-- EXERCISE INSTRUCTIONS --
Where does the string "roof" appear in the listing below? Copy every line where it does.

-- RECORDS TO USE --
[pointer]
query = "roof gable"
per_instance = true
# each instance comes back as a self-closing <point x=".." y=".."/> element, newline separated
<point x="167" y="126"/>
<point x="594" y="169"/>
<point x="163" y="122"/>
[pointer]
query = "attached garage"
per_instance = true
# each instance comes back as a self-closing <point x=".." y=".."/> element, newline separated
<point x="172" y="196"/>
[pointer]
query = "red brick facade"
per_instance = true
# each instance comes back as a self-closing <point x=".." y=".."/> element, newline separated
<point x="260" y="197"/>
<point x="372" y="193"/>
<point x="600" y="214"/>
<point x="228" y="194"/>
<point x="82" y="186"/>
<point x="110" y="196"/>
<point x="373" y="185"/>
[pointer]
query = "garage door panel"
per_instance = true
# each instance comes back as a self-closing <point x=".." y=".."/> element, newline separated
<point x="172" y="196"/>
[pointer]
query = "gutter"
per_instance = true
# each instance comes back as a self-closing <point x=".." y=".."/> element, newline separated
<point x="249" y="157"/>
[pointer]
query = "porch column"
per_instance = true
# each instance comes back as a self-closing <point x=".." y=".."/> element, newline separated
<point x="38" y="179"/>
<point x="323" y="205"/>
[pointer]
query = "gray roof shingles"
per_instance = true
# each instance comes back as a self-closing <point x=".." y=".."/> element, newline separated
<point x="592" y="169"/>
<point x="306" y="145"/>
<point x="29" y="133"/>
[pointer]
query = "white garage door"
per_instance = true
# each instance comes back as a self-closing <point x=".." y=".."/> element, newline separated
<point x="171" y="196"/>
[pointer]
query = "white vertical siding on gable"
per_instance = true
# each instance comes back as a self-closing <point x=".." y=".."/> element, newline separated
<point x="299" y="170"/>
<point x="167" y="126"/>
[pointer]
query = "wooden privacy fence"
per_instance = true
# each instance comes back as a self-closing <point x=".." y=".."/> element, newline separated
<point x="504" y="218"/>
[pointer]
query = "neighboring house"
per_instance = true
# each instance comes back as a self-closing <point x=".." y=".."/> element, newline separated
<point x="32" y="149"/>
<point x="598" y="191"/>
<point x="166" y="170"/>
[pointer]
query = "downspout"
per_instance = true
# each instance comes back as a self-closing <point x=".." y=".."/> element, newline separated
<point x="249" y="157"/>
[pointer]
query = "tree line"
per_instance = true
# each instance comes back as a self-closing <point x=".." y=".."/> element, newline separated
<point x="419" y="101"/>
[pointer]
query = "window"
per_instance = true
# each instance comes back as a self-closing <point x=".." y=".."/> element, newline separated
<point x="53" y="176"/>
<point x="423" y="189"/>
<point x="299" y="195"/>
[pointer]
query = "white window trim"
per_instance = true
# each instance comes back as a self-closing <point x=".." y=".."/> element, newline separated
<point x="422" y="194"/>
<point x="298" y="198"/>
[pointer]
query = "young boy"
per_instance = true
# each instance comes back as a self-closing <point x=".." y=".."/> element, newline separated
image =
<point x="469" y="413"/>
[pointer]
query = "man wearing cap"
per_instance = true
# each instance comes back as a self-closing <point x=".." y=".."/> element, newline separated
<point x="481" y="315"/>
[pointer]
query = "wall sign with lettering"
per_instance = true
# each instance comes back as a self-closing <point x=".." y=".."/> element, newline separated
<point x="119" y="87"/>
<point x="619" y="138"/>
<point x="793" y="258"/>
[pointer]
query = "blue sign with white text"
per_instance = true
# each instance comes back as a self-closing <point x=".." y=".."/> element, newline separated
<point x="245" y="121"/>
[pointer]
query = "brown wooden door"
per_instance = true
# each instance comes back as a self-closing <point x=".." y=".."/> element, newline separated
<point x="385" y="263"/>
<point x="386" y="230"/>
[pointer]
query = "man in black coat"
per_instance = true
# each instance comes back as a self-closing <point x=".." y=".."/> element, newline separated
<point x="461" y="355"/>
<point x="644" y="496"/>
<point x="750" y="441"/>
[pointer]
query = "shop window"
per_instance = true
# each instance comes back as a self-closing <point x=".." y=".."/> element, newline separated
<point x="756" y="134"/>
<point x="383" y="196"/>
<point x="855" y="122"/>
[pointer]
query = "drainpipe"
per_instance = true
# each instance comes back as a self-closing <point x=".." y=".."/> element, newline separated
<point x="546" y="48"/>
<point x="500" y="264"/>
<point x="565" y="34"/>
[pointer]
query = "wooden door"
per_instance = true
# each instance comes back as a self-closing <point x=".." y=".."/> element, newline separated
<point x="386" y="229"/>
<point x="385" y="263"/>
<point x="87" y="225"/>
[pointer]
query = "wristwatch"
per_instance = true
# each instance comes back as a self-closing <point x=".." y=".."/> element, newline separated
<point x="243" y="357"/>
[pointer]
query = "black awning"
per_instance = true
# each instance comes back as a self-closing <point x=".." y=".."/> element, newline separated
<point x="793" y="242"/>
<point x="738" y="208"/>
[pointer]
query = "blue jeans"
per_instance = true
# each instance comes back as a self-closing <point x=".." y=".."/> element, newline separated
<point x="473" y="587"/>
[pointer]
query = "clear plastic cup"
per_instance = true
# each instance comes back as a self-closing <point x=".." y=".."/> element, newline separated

-- RESPONSE TO THIS EXERCISE --
query = "roof gable"
query = "gray roof shingles"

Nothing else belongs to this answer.